◆ **RECORDS SHOWN**:
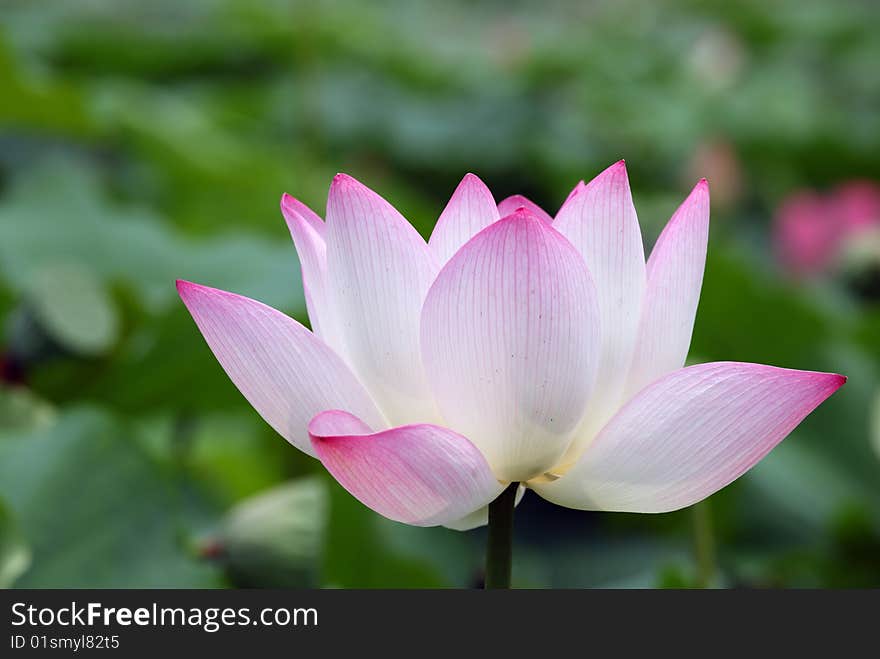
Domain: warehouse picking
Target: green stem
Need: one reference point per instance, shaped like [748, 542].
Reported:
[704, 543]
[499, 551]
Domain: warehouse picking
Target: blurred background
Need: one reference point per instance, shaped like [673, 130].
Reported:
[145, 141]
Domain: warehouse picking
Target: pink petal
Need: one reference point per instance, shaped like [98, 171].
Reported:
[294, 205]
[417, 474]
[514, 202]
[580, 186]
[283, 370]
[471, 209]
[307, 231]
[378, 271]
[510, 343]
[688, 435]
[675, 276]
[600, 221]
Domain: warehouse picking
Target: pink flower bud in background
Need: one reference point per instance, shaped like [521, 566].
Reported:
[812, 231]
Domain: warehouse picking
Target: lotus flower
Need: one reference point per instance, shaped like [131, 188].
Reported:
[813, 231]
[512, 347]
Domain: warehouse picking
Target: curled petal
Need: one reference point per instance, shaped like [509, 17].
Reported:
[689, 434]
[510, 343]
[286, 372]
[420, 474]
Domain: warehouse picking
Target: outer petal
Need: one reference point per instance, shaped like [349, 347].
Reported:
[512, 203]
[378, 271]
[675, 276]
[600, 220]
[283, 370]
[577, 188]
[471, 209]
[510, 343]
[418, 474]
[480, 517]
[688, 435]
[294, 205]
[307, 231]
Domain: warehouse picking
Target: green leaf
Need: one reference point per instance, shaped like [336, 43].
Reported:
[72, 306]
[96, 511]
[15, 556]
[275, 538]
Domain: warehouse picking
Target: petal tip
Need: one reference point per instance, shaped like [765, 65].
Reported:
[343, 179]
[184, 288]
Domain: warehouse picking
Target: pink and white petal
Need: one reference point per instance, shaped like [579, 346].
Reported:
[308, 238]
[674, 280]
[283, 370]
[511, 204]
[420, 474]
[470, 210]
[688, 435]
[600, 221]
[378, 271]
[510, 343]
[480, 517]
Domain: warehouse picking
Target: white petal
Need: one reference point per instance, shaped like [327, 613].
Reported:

◆ **PROBLEM TO SOLVE**: Restate the entire listing word for word, excluding pictures.

◆ **THE REPLY**:
Domain: warehouse picking
Target: green stem
Need: one reference point per instance, shaped like [748, 542].
Reported:
[704, 543]
[499, 551]
Domain: warehouse picking
Target: blurred background
Need: one reference point per instance, shaped like [673, 130].
Reported:
[145, 141]
Domain: warehouse picking
Target: pink petal
Need: one reference point per instance, shaped like [98, 171].
Reported:
[294, 205]
[417, 474]
[514, 202]
[580, 186]
[283, 370]
[471, 209]
[307, 231]
[378, 271]
[510, 343]
[688, 435]
[675, 276]
[600, 221]
Domain: warehouse picking
Target: pink flower bud in background
Need: one reference point per instance, shaped like [521, 566].
Reported:
[812, 231]
Domain: warehouse picking
Target: lotus flower
Need: one reference point per instance, shaped like [131, 188].
Reported:
[813, 231]
[512, 347]
Domain: warehouse picking
Target: curled petal
Need: one reference point per instance, shaped like [509, 17].
Reported:
[689, 434]
[510, 343]
[286, 372]
[420, 474]
Domain: warehouse picking
Target: outer petal
Need: one reference point per instance, shaped like [349, 347].
Reported:
[512, 203]
[378, 271]
[675, 276]
[600, 220]
[283, 370]
[577, 188]
[471, 209]
[510, 343]
[418, 474]
[480, 517]
[688, 435]
[294, 205]
[307, 231]
Domain: warehouse picking
Target: green leaf
Need: one reference point per instance, shaped like [336, 43].
Reported:
[72, 306]
[96, 511]
[15, 556]
[275, 538]
Domain: warehouse picking
Target: petal tip
Need: one reference point per instance, shaped like [765, 65].
Reported:
[343, 179]
[184, 288]
Domain: warehouse picking
Target: pink and white petal
Need: one reference point per instance, shaped like [579, 346].
Reported:
[308, 238]
[674, 280]
[283, 370]
[511, 204]
[420, 474]
[470, 210]
[688, 435]
[600, 221]
[378, 271]
[510, 343]
[480, 517]
Domain: warehouse picking
Target: white petal
Need: one reference point per instance, shaped like [327, 613].
Reported:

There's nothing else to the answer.